▶ _TASK GOAL_
Set all the entries down again, unaltered.
[Opening TASK MATERIAL section]
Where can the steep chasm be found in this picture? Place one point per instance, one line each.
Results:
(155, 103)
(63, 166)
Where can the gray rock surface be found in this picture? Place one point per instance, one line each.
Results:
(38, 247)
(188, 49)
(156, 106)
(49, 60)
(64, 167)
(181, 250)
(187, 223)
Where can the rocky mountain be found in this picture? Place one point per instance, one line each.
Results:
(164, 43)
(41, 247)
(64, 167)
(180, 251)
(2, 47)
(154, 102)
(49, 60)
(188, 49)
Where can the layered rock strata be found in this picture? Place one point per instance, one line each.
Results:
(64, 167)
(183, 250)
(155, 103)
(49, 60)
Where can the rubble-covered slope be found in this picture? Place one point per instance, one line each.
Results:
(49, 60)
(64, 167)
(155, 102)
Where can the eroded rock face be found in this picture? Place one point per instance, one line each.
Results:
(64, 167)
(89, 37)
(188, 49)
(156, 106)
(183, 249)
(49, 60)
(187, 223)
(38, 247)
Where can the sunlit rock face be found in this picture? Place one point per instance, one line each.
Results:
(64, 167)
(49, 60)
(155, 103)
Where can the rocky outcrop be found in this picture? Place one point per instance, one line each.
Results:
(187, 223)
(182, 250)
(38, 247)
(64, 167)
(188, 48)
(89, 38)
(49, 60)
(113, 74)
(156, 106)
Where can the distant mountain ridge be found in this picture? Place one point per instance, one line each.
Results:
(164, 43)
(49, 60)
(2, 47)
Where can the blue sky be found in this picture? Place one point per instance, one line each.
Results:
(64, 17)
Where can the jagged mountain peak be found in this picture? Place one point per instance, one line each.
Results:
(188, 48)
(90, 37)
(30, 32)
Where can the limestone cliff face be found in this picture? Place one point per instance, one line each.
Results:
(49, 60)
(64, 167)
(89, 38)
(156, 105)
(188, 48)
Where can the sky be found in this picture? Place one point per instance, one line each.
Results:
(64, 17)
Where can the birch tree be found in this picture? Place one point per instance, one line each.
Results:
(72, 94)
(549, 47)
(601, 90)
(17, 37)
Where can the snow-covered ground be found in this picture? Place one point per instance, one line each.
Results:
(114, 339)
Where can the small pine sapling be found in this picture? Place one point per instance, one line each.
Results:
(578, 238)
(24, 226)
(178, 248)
[Closing TASK MATERIAL section]
▶ _ANSWER TO THIS PROBLEM_
Where can the steep chasm be found in this picture? Place one point per instance, one line each.
Results:
(155, 103)
(63, 166)
Where can the gray rock surface be found in this picture? Place one point per instance, one line each.
Results:
(38, 247)
(188, 49)
(156, 106)
(49, 60)
(64, 167)
(181, 250)
(187, 223)
Where can the rocky mountain be found in this picture? Place one point per instance, one line each.
Results:
(164, 43)
(41, 247)
(64, 167)
(180, 251)
(2, 47)
(154, 102)
(49, 60)
(188, 49)
Where can the layered rock strata be found in this picture? Place one point per instance, one line each.
Results:
(64, 167)
(183, 250)
(155, 103)
(49, 60)
Where can the rubble-covered slope be found in this picture? Place one point per instance, one line each.
Results:
(49, 60)
(64, 167)
(155, 102)
Where can the eroded rock face be found in this picture? Place one point per instance, one line each.
Results:
(64, 167)
(89, 37)
(188, 49)
(156, 106)
(183, 249)
(49, 60)
(187, 223)
(38, 247)
Where can the sunlit rock face be found in this picture? Place one point per instance, one line each.
Results:
(64, 167)
(49, 60)
(155, 103)
Where can the rocky outcrop be found in this picture? Place one point per instance, one line each.
Results:
(187, 223)
(182, 250)
(38, 247)
(64, 167)
(188, 48)
(89, 38)
(49, 60)
(113, 74)
(156, 106)
Where can the distant mountain ridge be found in this picture? Place one point per instance, one line each.
Results:
(164, 43)
(49, 60)
(2, 47)
Where can the blue sky be found in this picture? Place one point per instance, one line each.
Results:
(64, 17)
Where can the jagged mountain peak be found in this picture? Place one point per instance, one line each.
Results:
(188, 48)
(90, 37)
(30, 32)
Where can the limestone cliff face be found in this picture? Place one point per instance, one line each.
Results:
(49, 60)
(64, 167)
(89, 38)
(156, 105)
(188, 48)
Where can the sky be found in this picture? Place one point per instance, one line each.
Results:
(64, 17)
Where can the birch tree be found in this picture? Place one point per instance, one line each.
Results:
(72, 94)
(549, 47)
(601, 90)
(17, 37)
Where can the snow-covered ground be found in this picture? Place one point per instance, one line each.
Results:
(114, 339)
Where can the small pine sapling be found in this picture? Place one point per instance, one line each.
Results:
(578, 238)
(24, 226)
(178, 248)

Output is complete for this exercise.